* **Text extract**

....

I am an impassioned advocate of reducing the amount of stuff we as a society purchase, use, and collect. I write often about down-sizing and jettisoning possessions no longer used, needed or wanted. My reasons are many and include being environmentally responsible and reaping the benefits of unencumbered personal space. Be that as it may, I know that belongings–those that are used often and relied upon frequently–provide great comfort. Indeed, how I long for a proper bath mat and a paper towel holder. It’s been nearly two months since our creature comforts were stacked and packed. While we’ve lived without such items without issue, we’ve also missed how they enrich our lives. It will be delightful to see selected pieces of cherished artwork warming our walls once again. It will be soothing to reclaim [S]’s bedtime routine with the use of a rocking chair. And it will be a relief to cook with the proper sized pans and pots.
After some fits and starts, the owner of the lawn mower we purchased offered to deliver it to our home. Given the size of our vehicle, we were thankful. He and his son used to own a lawn mowing business, quite lucrative on Island. After they carried the mower to the back patio and money was exchanged, he asked whether I had seen the spiders on Island yet. No, I replied slowly. “I respect what they do, but they are huge,” he said, placing his two hands together to show a monster-sized spider. “My son used to find them all the time when he was mowing lawns. But they have a purpose. They move pretty quickly and they are inside.” I suppose if I hadn’t seen one that large, I would have believed his words to be hyperbole. But on our way to the exchange one evening, I looked up and saw a giant spider. I screamed. And ran. That was my reaction when I thought it was dead. Russell later reassured me that it had been alive. The lawn mower owner continued, “What’s worse are the brown centipedes that are venomous.” As if this conversation couldn’t get any worse, his parting words were, “We have cockroaches too and we’re clean.”
I can only imagine how I must have looked to him. Pale, for certain. He had no idea that he was speaking to someone who suffers from full-on panic attacks when it comes to large (or small) insects of any variety. Indeed, I’ve been chastised not to scream when I see ants in the laundry room. But I have an elevated fear of spiders, venomous centipedes and cockroaches. Indeed, I’ve seen the aftermath of a centipede bite–it’s quite alarming. Quick moving spiders as large as two hands might make me faint. No, it’s not funny. It’s not cute. It’s a phobia. And it’s difficult to manage when you’re living in the tropics. Trust me, I know.

....

* **Aim**
Repeat the passage about packed-away belongings and island spiders word for word, from start to finish. The entries aren't needed here.

(Records of labeled points)
....

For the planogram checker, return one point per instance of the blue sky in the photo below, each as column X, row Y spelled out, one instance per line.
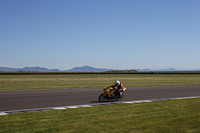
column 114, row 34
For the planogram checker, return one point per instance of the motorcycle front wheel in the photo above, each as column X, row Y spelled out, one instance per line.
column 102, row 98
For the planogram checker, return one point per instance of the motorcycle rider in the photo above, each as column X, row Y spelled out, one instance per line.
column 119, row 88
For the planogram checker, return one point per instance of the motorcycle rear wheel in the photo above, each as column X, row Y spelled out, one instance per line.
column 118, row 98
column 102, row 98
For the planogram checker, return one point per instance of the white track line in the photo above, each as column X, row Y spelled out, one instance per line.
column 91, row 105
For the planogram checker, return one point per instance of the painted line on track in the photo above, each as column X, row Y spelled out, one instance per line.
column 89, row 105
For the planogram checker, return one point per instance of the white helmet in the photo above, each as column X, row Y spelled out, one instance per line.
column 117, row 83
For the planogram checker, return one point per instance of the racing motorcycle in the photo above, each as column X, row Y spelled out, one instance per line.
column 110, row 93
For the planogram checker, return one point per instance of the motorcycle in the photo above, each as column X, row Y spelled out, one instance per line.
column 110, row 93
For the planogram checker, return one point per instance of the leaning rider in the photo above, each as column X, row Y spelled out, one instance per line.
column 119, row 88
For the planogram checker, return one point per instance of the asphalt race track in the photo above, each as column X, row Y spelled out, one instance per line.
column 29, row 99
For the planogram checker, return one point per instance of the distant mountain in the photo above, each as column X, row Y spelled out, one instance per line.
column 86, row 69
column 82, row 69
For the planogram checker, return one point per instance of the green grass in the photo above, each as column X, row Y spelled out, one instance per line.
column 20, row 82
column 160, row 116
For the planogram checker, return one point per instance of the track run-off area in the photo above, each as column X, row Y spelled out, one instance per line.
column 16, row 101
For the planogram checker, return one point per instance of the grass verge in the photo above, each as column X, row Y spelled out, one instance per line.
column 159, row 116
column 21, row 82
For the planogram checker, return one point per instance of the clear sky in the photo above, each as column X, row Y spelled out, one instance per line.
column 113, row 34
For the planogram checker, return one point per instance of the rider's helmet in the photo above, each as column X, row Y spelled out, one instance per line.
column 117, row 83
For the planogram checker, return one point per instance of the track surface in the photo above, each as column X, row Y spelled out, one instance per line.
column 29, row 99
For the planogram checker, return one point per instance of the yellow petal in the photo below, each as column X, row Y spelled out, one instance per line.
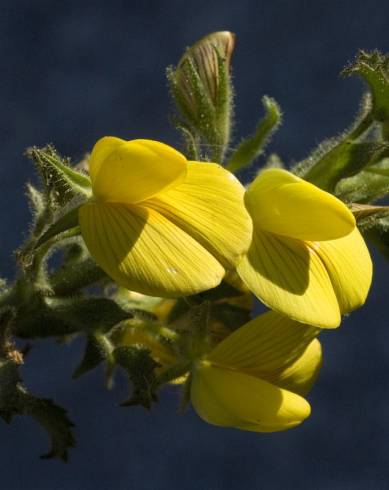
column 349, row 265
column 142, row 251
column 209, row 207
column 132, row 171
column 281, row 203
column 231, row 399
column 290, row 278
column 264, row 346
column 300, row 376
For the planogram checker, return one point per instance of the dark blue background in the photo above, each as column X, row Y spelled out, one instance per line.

....

* **Output below**
I am an impassioned advocate of reducing the amount of stuff we as a society purchase, use, and collect. I write often about down-sizing and jettisoning possessions no longer used, needed or wanted. My reasons are many and include being environmentally responsible and reaping the benefits of unencumbered personal space. Be that as it may, I know that belongings–those that are used often and relied upon frequently–provide great comfort. Indeed, how I long for a proper bath mat and a paper towel holder. It’s been nearly two months since our creature comforts were stacked and packed. While we’ve lived without such items without issue, we’ve also missed how they enrich our lives. It will be delightful to see selected pieces of cherished artwork warming our walls once again. It will be soothing to reclaim [S]’s bedtime routine with the use of a rocking chair. And it will be a relief to cook with the proper sized pans and pots.
After some fits and starts, the owner of the lawn mower we purchased offered to deliver it to our home. Given the size of our vehicle, we were thankful. He and his son used to own a lawn mowing business, quite lucrative on Island. After they carried the mower to the back patio and money was exchanged, he asked whether I had seen the spiders on Island yet. No, I replied slowly. “I respect what they do, but they are huge,” he said, placing his two hands together to show a monster-sized spider. “My son used to find them all the time when he was mowing lawns. But they have a purpose. They move pretty quickly and they are inside.” I suppose if I hadn’t seen one that large, I would have believed his words to be hyperbole. But on our way to the exchange one evening, I looked up and saw a giant spider. I screamed. And ran. That was my reaction when I thought it was dead. Russell later reassured me that it had been alive. The lawn mower owner continued, “What’s worse are the brown centipedes that are venomous.” As if this conversation couldn’t get any worse, his parting words were, “We have cockroaches too and we’re clean.”
I can only imagine how I must have looked to him. Pale, for certain. He had no idea that he was speaking to someone who suffers from full-on panic attacks when it comes to large (or small) insects of any variety. Indeed, I’ve been chastised not to scream when I see ants in the laundry room. But I have an elevated fear of spiders, venomous centipedes and cockroaches. Indeed, I’ve seen the aftermath of a centipede bite–it’s quite alarming. Quick moving spiders as large as two hands might make me faint. No, it’s not funny. It’s not cute. It’s a phobia. And it’s difficult to manage when you’re living in the tropics. Trust me, I know.